• **GIVEN TASK 1**
Restate, word for word, the complete commentary on an NYPD lieutenant's regret over kneeling with protesters.

NYPD Lieutenant Gives A Weak Performance

No, not an order to clear the area. Not an order to shoot into a crowd of peaceful protesters. Not even an order to beat and arrest a reporter. But NYPD Lt. Robert Cattani of the Midtown South Precinct had one regret.

“The conditions prior to the decision to take a knee were very difficult as we were put center stage with the entire crowd chanting,” he wrote.

“I know I made the wrong decision. We didn’t know how the protesters would have reacted if we didn’t and were attempting to reduce any extra violence.”

Cattani was one of those white shirts who got down on knee to show solidarity with protesters. These were the pics that people gushed over on social media, in juxtaposition to images of militarized cops firing at crowds or pushing an old man to the ground. These were supposed to be the good cops, the more empathetic cops. Why couldn’t all cops be like Cattani?

…the cop in me wants to kick my own ass.

…horrible decision to give into a crowd of protesters’ demands.

• **GIVEN TASK 2**
Quote the portion of the records that begins with the line containing "vest shown in this photograph." and continues through the end of the records.

• **AVAILABLE RECORDS**
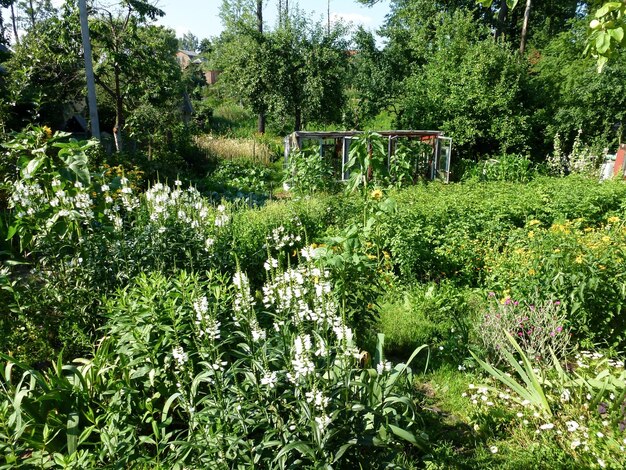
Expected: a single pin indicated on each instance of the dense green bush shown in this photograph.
(191, 373)
(440, 315)
(575, 263)
(445, 231)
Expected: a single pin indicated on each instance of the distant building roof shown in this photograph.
(188, 53)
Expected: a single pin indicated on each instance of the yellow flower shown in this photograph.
(377, 194)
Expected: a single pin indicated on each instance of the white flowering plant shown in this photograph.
(207, 375)
(580, 407)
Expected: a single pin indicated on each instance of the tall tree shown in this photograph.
(522, 46)
(116, 33)
(259, 25)
(35, 11)
(189, 42)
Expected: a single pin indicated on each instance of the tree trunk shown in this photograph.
(328, 17)
(259, 24)
(259, 16)
(298, 121)
(31, 13)
(2, 38)
(119, 112)
(501, 23)
(14, 22)
(91, 84)
(522, 46)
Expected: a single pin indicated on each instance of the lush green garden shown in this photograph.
(172, 297)
(158, 325)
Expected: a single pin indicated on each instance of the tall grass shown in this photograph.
(251, 149)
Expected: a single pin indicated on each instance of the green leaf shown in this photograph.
(407, 436)
(617, 34)
(72, 432)
(603, 42)
(168, 404)
(32, 166)
(300, 446)
(607, 7)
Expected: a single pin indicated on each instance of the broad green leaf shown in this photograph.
(607, 7)
(168, 404)
(407, 436)
(603, 42)
(617, 34)
(33, 166)
(72, 432)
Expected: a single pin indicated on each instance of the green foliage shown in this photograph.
(539, 328)
(446, 231)
(470, 87)
(574, 261)
(587, 406)
(568, 94)
(295, 73)
(307, 172)
(232, 178)
(512, 168)
(439, 315)
(529, 389)
(607, 32)
(188, 375)
(49, 197)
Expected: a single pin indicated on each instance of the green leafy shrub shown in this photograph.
(233, 177)
(439, 315)
(513, 168)
(194, 373)
(582, 412)
(307, 172)
(446, 231)
(580, 265)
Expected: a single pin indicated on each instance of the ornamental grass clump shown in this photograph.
(540, 329)
(584, 410)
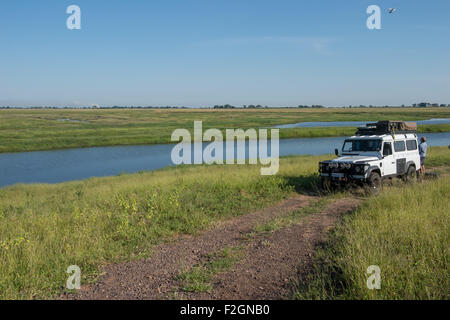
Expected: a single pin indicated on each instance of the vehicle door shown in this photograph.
(389, 165)
(400, 156)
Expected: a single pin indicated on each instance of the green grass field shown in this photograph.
(404, 231)
(35, 129)
(46, 228)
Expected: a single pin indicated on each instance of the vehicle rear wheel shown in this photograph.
(374, 183)
(410, 175)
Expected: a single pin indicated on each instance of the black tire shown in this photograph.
(410, 175)
(374, 183)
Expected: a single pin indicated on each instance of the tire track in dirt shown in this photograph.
(272, 262)
(154, 278)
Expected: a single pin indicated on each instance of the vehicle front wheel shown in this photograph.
(410, 175)
(374, 183)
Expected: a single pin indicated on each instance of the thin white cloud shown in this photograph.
(321, 45)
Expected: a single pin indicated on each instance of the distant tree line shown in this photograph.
(225, 106)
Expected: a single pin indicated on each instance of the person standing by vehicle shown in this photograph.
(422, 153)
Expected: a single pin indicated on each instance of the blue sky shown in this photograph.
(206, 52)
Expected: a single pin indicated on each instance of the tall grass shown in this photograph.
(46, 228)
(404, 231)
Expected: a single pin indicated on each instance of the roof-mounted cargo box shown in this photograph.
(387, 127)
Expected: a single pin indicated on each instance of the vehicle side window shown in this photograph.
(399, 146)
(387, 149)
(411, 145)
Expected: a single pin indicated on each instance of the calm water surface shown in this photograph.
(75, 164)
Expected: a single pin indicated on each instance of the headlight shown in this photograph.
(346, 165)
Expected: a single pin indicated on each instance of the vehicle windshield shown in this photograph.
(361, 145)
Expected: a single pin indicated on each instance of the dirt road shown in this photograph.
(268, 263)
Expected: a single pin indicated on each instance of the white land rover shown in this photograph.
(381, 150)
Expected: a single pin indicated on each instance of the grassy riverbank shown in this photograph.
(404, 231)
(46, 228)
(29, 130)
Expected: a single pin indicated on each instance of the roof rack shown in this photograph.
(387, 127)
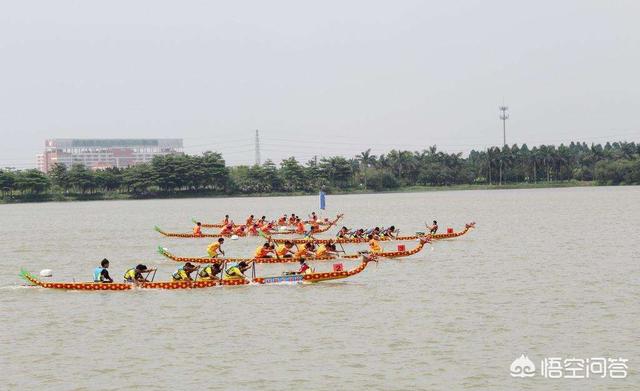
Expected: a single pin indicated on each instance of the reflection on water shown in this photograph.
(550, 272)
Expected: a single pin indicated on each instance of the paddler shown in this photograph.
(135, 274)
(343, 232)
(266, 229)
(101, 274)
(374, 246)
(307, 250)
(304, 268)
(184, 273)
(236, 272)
(197, 230)
(227, 230)
(326, 250)
(215, 248)
(210, 272)
(358, 234)
(264, 251)
(240, 231)
(285, 250)
(249, 220)
(390, 232)
(315, 227)
(253, 230)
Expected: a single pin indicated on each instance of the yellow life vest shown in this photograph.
(207, 273)
(213, 248)
(130, 275)
(180, 275)
(233, 272)
(281, 250)
(322, 251)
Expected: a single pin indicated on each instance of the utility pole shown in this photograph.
(504, 116)
(257, 148)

• **EXERCISE RESULT 1**
NYPD Lieutenant Gives A Weak Performance

No, not an order to clear the area. Not an order to shoot into a crowd of peaceful protesters. Not even an order to beat and arrest a reporter. But NYPD Lt. Robert Cattani of the Midtown South Precinct had one regret.

“The conditions prior to the decision to take a knee were very difficult as we were put center stage with the entire crowd chanting,” he wrote.

“I know I made the wrong decision. We didn’t know how the protesters would have reacted if we didn’t and were attempting to reduce any extra violence.”

Cattani was one of those white shirts who got down on knee to show solidarity with protesters. These were the pics that people gushed over on social media, in juxtaposition to images of militarized cops firing at crowds or pushing an old man to the ground. These were supposed to be the good cops, the more empathetic cops. Why couldn’t all cops be like Cattani?

…the cop in me wants to kick my own ass.

…horrible decision to give into a crowd of protesters’ demands.

• **EXERCISE RESULT 2**
Expected: a single pin indicated on each instance of the yellow life vest shown in this photograph.
(207, 273)
(213, 248)
(130, 275)
(180, 275)
(233, 272)
(281, 250)
(322, 251)
Expected: a single pin indicated on each instance of the utility pole shown in this photograph.
(504, 116)
(257, 148)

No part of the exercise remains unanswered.